* _ABOUT THIS EXERCISE_:
Skip the pictures and return every entry exactly as written.

TASK INPUTS below:

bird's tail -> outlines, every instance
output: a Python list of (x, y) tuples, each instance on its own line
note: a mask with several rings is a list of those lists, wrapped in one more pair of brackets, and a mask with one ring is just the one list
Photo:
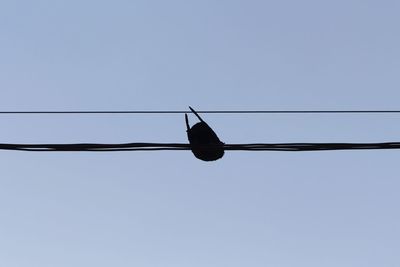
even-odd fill
[(199, 120), (201, 121), (201, 122), (204, 122), (203, 121), (203, 119), (200, 117), (200, 115), (199, 114), (197, 114), (197, 112), (194, 110), (194, 109), (192, 109), (192, 107), (191, 106), (189, 106), (189, 108), (190, 108), (190, 110), (194, 113), (194, 115), (196, 115), (197, 116), (197, 118), (199, 118)]

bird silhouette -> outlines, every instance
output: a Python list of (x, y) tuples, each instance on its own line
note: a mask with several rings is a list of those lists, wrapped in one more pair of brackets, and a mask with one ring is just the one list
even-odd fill
[(222, 158), (224, 156), (224, 143), (219, 140), (217, 134), (199, 114), (192, 107), (189, 106), (189, 108), (200, 120), (190, 127), (188, 115), (185, 114), (187, 135), (194, 156), (204, 161)]

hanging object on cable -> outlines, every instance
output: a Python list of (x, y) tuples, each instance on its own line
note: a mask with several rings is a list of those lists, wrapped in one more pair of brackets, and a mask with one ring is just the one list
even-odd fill
[(194, 156), (204, 161), (214, 161), (224, 156), (224, 143), (210, 126), (189, 106), (200, 122), (192, 127), (189, 125), (188, 115), (185, 114), (187, 135)]

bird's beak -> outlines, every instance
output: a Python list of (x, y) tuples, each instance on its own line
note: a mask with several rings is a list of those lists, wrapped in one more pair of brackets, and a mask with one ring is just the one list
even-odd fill
[(190, 130), (189, 118), (186, 113), (185, 113), (185, 122), (186, 122), (186, 129), (187, 129), (187, 131), (189, 131)]

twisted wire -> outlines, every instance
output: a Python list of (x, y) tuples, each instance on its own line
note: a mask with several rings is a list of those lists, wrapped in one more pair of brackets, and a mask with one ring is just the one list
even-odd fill
[[(204, 146), (213, 149), (213, 146)], [(121, 143), (121, 144), (0, 144), (0, 150), (42, 152), (111, 152), (111, 151), (162, 151), (190, 150), (184, 143)], [(254, 143), (224, 144), (227, 151), (326, 151), (326, 150), (375, 150), (400, 149), (400, 142), (384, 143)]]

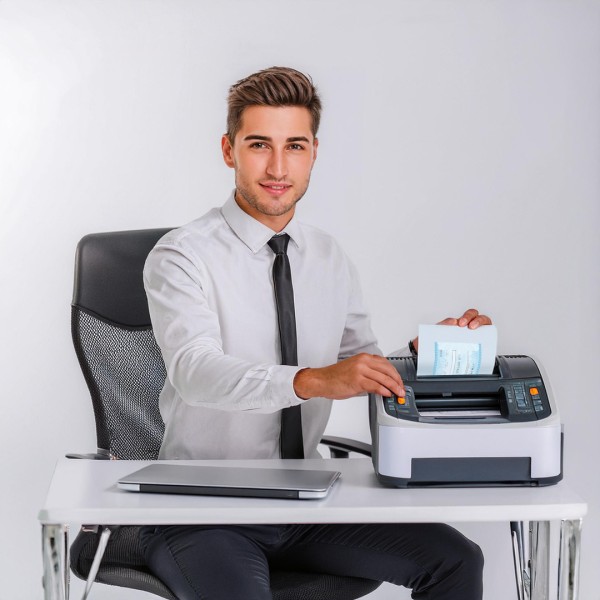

End of TASK INPUTS.

* _SOLUTION TO THE PROBLEM_:
bird's tail -> outlines, every instance
output: a Python list of (x, y) tuples, each instance on its own line
note: a mask with several rings is a list of those lists, wrapped in one more pair of brackets, and a mask with one ring is just the one list
Photo:
even-odd fill
[(199, 120), (201, 121), (201, 122), (204, 122), (203, 121), (203, 119), (200, 117), (200, 115), (199, 114), (197, 114), (197, 112), (194, 110), (194, 109), (192, 109), (192, 107), (191, 106), (189, 106), (189, 108), (190, 108), (190, 110), (194, 113), (194, 115), (196, 115), (197, 116), (197, 118), (199, 118)]

bird silhouette -> outlines, every instance
output: a Python list of (x, y) tuples, each instance on its own line
note: a mask with several rings is a list of those lists, wrapped in one more pair of brackets, and a mask with one ring is just the one list
even-odd fill
[(222, 158), (224, 156), (224, 143), (219, 140), (217, 134), (199, 114), (192, 107), (189, 106), (189, 108), (200, 120), (190, 127), (188, 115), (185, 114), (187, 135), (194, 156), (204, 161)]

hanging object on cable -> outlines, every instance
output: a Python list of (x, y) tuples, each instance on its own line
note: a mask with several rings is a list of those lists, wrapped in one more pair of brackets, and a mask with one ring is just the one list
even-odd fill
[(194, 156), (204, 161), (214, 161), (224, 156), (224, 143), (210, 126), (189, 106), (200, 122), (192, 127), (189, 125), (188, 115), (185, 114), (187, 135)]

bird's beak -> outlines, every instance
output: a Python list of (x, y) tuples, each instance on its own line
note: a mask with several rings is a list of those lists, wrapped in one more pair of brackets, and a mask with one ring is just the one list
even-odd fill
[(190, 130), (189, 118), (186, 113), (185, 113), (185, 122), (186, 122), (186, 129), (187, 129), (187, 131), (189, 131)]

twisted wire -> outlines, every instance
output: a Python list of (x, y) tuples, each instance on its own line
note: a mask with several rings is a list of those lists, wrapped in one more pair of brackets, and a mask with one ring is just the one list
even-odd fill
[[(204, 146), (213, 149), (213, 146)], [(121, 143), (121, 144), (0, 144), (0, 150), (42, 152), (111, 152), (111, 151), (162, 151), (190, 150), (184, 143)], [(254, 143), (224, 144), (227, 151), (326, 151), (326, 150), (375, 150), (400, 149), (400, 142), (384, 143)]]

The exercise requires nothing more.